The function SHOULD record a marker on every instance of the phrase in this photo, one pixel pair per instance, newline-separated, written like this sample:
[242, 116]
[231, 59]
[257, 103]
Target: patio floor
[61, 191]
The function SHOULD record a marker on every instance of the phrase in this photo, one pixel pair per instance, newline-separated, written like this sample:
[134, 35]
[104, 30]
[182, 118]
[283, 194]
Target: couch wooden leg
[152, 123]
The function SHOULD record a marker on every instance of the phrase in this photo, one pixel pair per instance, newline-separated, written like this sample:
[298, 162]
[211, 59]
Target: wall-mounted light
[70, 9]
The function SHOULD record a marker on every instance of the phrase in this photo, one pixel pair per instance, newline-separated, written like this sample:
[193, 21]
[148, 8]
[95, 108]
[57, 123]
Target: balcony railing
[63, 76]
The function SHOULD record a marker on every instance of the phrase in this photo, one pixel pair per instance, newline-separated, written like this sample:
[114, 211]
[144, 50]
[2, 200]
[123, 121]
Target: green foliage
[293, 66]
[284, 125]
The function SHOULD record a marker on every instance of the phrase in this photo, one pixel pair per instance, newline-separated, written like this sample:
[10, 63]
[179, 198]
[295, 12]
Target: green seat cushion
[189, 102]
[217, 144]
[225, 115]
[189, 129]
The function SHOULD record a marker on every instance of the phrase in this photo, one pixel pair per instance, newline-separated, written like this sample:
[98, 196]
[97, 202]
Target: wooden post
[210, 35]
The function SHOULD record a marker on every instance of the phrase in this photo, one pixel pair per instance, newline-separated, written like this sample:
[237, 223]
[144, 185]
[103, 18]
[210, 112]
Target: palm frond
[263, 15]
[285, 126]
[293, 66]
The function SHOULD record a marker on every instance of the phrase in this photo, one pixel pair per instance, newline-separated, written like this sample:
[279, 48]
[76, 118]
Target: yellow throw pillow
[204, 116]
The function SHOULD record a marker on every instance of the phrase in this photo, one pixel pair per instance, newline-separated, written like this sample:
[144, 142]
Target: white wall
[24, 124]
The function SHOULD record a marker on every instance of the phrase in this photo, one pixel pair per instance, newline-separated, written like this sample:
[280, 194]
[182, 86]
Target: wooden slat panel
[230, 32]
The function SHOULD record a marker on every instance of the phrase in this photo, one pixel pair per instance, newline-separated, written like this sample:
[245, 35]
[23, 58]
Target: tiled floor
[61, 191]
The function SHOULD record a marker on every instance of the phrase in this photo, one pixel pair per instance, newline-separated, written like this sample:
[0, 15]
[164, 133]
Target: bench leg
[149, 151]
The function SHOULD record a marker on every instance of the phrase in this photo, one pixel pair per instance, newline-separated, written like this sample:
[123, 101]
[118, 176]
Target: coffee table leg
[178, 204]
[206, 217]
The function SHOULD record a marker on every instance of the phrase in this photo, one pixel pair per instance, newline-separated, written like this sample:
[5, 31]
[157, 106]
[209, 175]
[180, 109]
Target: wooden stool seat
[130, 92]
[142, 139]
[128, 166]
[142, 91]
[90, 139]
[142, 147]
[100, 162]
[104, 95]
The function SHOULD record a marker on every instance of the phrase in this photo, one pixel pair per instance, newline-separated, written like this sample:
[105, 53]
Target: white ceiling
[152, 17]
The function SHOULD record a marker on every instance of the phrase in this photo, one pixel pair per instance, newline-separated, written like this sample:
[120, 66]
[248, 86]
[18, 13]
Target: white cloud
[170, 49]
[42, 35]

****************

The task:
Please set down each line of the records exactly as given.

Exercise output:
The function SHOULD record a marker on every instance of the phrase in this photo, one pixel pair per instance, newline-separated, written like this sample:
[242, 116]
[231, 59]
[257, 103]
Target: patio floor
[61, 191]
The function SHOULD record a marker on every instance of the phrase in this photo, one pixel pair per instance, newline-separated, written like this sample:
[134, 35]
[104, 30]
[182, 118]
[283, 194]
Target: couch wooden leg
[152, 123]
The function SHOULD record a marker on every instance of the phrase in this photo, one pixel pair per instance, newline-separated, written like this sample:
[298, 162]
[211, 59]
Target: wall-mounted light
[70, 9]
The function SHOULD record a marker on every instance of the phrase in this photo, one pixel pair per instance, newline-separated, written like this sample:
[193, 21]
[148, 8]
[95, 108]
[57, 123]
Target: balcony railing
[63, 76]
The function SHOULD record a marker on every instance of the phrase in this photo, one pixel pair per instance, newline-separated, written like this sample:
[114, 211]
[144, 50]
[2, 200]
[123, 121]
Target: green foliage
[293, 66]
[284, 125]
The function SHOULD record a marker on every instance of the phrase in this photo, one pixel pair per instance, newline-separated, written like this sample:
[10, 63]
[179, 198]
[295, 12]
Target: green seat cushion
[189, 102]
[217, 144]
[225, 115]
[189, 129]
The function SHOULD record a marker on every instance of the phrase in this photo, one pixel pair per instance, newline-separated, written like this sample:
[98, 196]
[97, 202]
Target: wooden post
[210, 35]
The function SHOULD record a marker on every instance of the phrase in this photo, one pixel pair per instance, newline-separated, written like this sample:
[237, 223]
[144, 185]
[103, 18]
[210, 112]
Target: palm frond
[263, 15]
[285, 126]
[293, 66]
The function SHOULD record a marker on every instance of the phrase in this photo, one pixel pair per instance, newline-separated, written like this sample:
[279, 48]
[76, 118]
Target: yellow throw pillow
[204, 116]
The function SHOULD record a marker on every instance of the phrase in this photo, one pixel pair per instance, newline-separated, written like this sample:
[144, 142]
Target: white wall
[24, 124]
The function SHOULD record a marker on every instance of the phrase in this photo, one pixel pair per instance, newline-separated, written like this sample:
[280, 194]
[182, 86]
Target: wooden slat panel
[230, 32]
The function SHOULD record a marker on every instance of the phrase in this photo, one pixel pair per instance, newline-separated, written like this sample:
[245, 35]
[23, 58]
Target: tiled floor
[61, 191]
The function SHOULD record a marker on every instance of the phrase in this photo, one pixel pair per instance, newline-separated, written like this sample:
[0, 15]
[164, 133]
Target: bench leg
[149, 151]
The function SHOULD record a marker on every instance of the phrase in this photo, one pixel pair per instance, newline-separated, written like this sample:
[123, 101]
[118, 176]
Target: coffee table leg
[178, 204]
[206, 217]
The function SHOULD record a marker on every instance of the phrase in this photo, one pixel pair per instance, newline-separated, written like this sample:
[5, 31]
[157, 106]
[209, 175]
[180, 109]
Target: wooden stool seat
[130, 92]
[142, 139]
[128, 166]
[142, 91]
[90, 139]
[142, 147]
[100, 162]
[104, 95]
The function SHOULD record a marker on every instance of the phrase in this photo, one pixel pair per instance, newline-separated, written like this sample:
[105, 53]
Target: white ceiling
[152, 17]
The function SHOULD record a marker on every instance of the phrase in this photo, one pixel pair per instance, newline-separated, written like this sample:
[120, 66]
[248, 86]
[18, 13]
Target: white cloud
[170, 49]
[42, 35]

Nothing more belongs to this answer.